WHAT THE TASK REQUIRES:
List every line in the listing below that contains the string "palace". The match is case-sensitive.

TASK INPUT:
##############################

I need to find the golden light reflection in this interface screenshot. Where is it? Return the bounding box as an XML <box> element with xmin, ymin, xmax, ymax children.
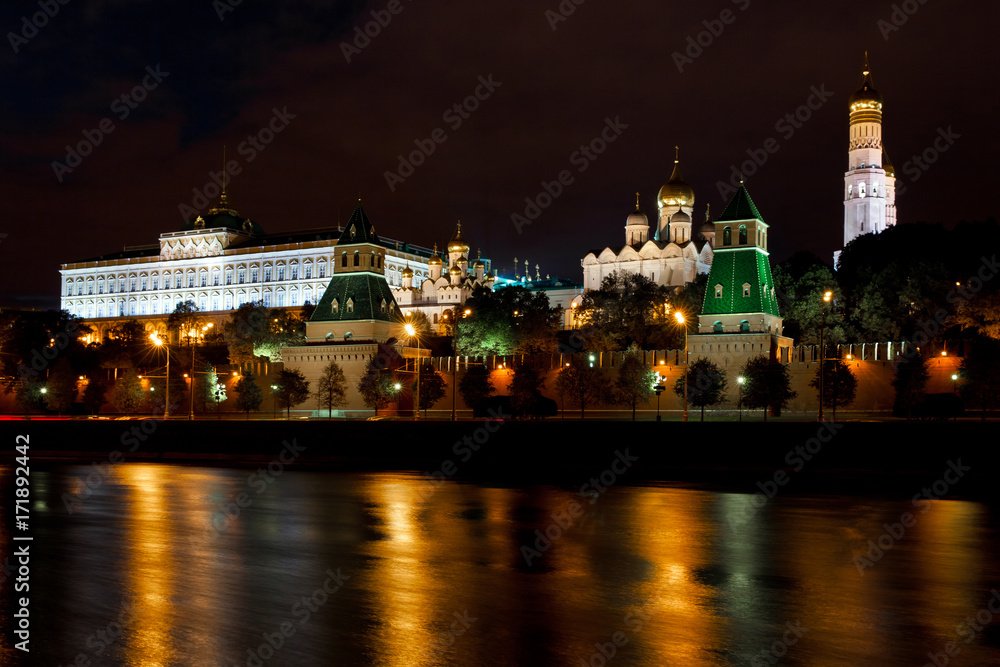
<box><xmin>119</xmin><ymin>464</ymin><xmax>179</xmax><ymax>667</ymax></box>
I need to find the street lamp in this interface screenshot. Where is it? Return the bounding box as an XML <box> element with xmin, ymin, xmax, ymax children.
<box><xmin>736</xmin><ymin>375</ymin><xmax>747</xmax><ymax>421</ymax></box>
<box><xmin>674</xmin><ymin>310</ymin><xmax>688</xmax><ymax>421</ymax></box>
<box><xmin>403</xmin><ymin>322</ymin><xmax>420</xmax><ymax>421</ymax></box>
<box><xmin>816</xmin><ymin>291</ymin><xmax>833</xmax><ymax>422</ymax></box>
<box><xmin>149</xmin><ymin>334</ymin><xmax>170</xmax><ymax>419</ymax></box>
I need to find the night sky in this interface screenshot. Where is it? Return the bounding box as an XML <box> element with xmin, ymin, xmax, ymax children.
<box><xmin>0</xmin><ymin>0</ymin><xmax>1000</xmax><ymax>307</ymax></box>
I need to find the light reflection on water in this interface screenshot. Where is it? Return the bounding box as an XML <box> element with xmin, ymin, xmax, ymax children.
<box><xmin>0</xmin><ymin>464</ymin><xmax>1000</xmax><ymax>667</ymax></box>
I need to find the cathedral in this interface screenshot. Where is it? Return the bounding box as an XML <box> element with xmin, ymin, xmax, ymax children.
<box><xmin>833</xmin><ymin>53</ymin><xmax>896</xmax><ymax>268</ymax></box>
<box><xmin>580</xmin><ymin>151</ymin><xmax>715</xmax><ymax>290</ymax></box>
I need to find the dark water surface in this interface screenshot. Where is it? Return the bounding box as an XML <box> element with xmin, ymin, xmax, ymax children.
<box><xmin>0</xmin><ymin>464</ymin><xmax>1000</xmax><ymax>667</ymax></box>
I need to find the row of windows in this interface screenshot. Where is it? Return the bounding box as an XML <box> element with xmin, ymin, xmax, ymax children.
<box><xmin>66</xmin><ymin>262</ymin><xmax>326</xmax><ymax>296</ymax></box>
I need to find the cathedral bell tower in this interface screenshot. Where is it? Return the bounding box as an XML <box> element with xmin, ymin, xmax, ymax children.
<box><xmin>834</xmin><ymin>53</ymin><xmax>896</xmax><ymax>266</ymax></box>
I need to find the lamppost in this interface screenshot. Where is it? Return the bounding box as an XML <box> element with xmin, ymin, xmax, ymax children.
<box><xmin>652</xmin><ymin>364</ymin><xmax>667</xmax><ymax>421</ymax></box>
<box><xmin>736</xmin><ymin>375</ymin><xmax>747</xmax><ymax>422</ymax></box>
<box><xmin>403</xmin><ymin>322</ymin><xmax>420</xmax><ymax>421</ymax></box>
<box><xmin>149</xmin><ymin>334</ymin><xmax>170</xmax><ymax>419</ymax></box>
<box><xmin>816</xmin><ymin>291</ymin><xmax>833</xmax><ymax>422</ymax></box>
<box><xmin>674</xmin><ymin>310</ymin><xmax>688</xmax><ymax>422</ymax></box>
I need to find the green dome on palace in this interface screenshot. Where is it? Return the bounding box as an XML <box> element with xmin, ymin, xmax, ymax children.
<box><xmin>181</xmin><ymin>193</ymin><xmax>264</xmax><ymax>236</ymax></box>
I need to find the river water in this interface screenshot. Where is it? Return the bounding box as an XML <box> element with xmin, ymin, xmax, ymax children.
<box><xmin>0</xmin><ymin>464</ymin><xmax>1000</xmax><ymax>667</ymax></box>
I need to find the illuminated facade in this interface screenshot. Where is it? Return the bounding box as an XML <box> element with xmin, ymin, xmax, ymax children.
<box><xmin>580</xmin><ymin>159</ymin><xmax>715</xmax><ymax>290</ymax></box>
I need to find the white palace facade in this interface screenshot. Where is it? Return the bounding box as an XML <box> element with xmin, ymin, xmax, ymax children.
<box><xmin>580</xmin><ymin>154</ymin><xmax>715</xmax><ymax>290</ymax></box>
<box><xmin>59</xmin><ymin>193</ymin><xmax>492</xmax><ymax>341</ymax></box>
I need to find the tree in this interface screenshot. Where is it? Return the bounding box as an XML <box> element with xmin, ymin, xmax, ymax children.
<box><xmin>316</xmin><ymin>361</ymin><xmax>347</xmax><ymax>417</ymax></box>
<box><xmin>83</xmin><ymin>378</ymin><xmax>108</xmax><ymax>415</ymax></box>
<box><xmin>235</xmin><ymin>371</ymin><xmax>264</xmax><ymax>420</ymax></box>
<box><xmin>167</xmin><ymin>301</ymin><xmax>201</xmax><ymax>345</ymax></box>
<box><xmin>740</xmin><ymin>355</ymin><xmax>796</xmax><ymax>421</ymax></box>
<box><xmin>576</xmin><ymin>271</ymin><xmax>676</xmax><ymax>351</ymax></box>
<box><xmin>358</xmin><ymin>357</ymin><xmax>398</xmax><ymax>415</ymax></box>
<box><xmin>510</xmin><ymin>366</ymin><xmax>544</xmax><ymax>415</ymax></box>
<box><xmin>457</xmin><ymin>286</ymin><xmax>560</xmax><ymax>357</ymax></box>
<box><xmin>115</xmin><ymin>368</ymin><xmax>142</xmax><ymax>414</ymax></box>
<box><xmin>413</xmin><ymin>361</ymin><xmax>445</xmax><ymax>417</ymax></box>
<box><xmin>458</xmin><ymin>364</ymin><xmax>496</xmax><ymax>410</ymax></box>
<box><xmin>45</xmin><ymin>359</ymin><xmax>76</xmax><ymax>415</ymax></box>
<box><xmin>552</xmin><ymin>354</ymin><xmax>609</xmax><ymax>419</ymax></box>
<box><xmin>892</xmin><ymin>347</ymin><xmax>930</xmax><ymax>421</ymax></box>
<box><xmin>674</xmin><ymin>357</ymin><xmax>728</xmax><ymax>421</ymax></box>
<box><xmin>614</xmin><ymin>345</ymin><xmax>656</xmax><ymax>421</ymax></box>
<box><xmin>958</xmin><ymin>338</ymin><xmax>1000</xmax><ymax>421</ymax></box>
<box><xmin>274</xmin><ymin>369</ymin><xmax>309</xmax><ymax>419</ymax></box>
<box><xmin>809</xmin><ymin>359</ymin><xmax>858</xmax><ymax>421</ymax></box>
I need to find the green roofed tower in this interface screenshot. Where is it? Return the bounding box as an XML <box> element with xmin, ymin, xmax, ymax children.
<box><xmin>699</xmin><ymin>183</ymin><xmax>782</xmax><ymax>335</ymax></box>
<box><xmin>306</xmin><ymin>202</ymin><xmax>399</xmax><ymax>343</ymax></box>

##############################

RESULT FOR THIS EXERCISE:
I need to find the green dome on palace in this interface screenshot. Where is it? Return the bounding box as an XML <box> element with xmin, ymin, xmax, ymax children.
I need to find the white palace facade in this interface screenshot. Where is it? Return the bounding box as an XML <box> element with xmin, ymin, xmax, ymax children.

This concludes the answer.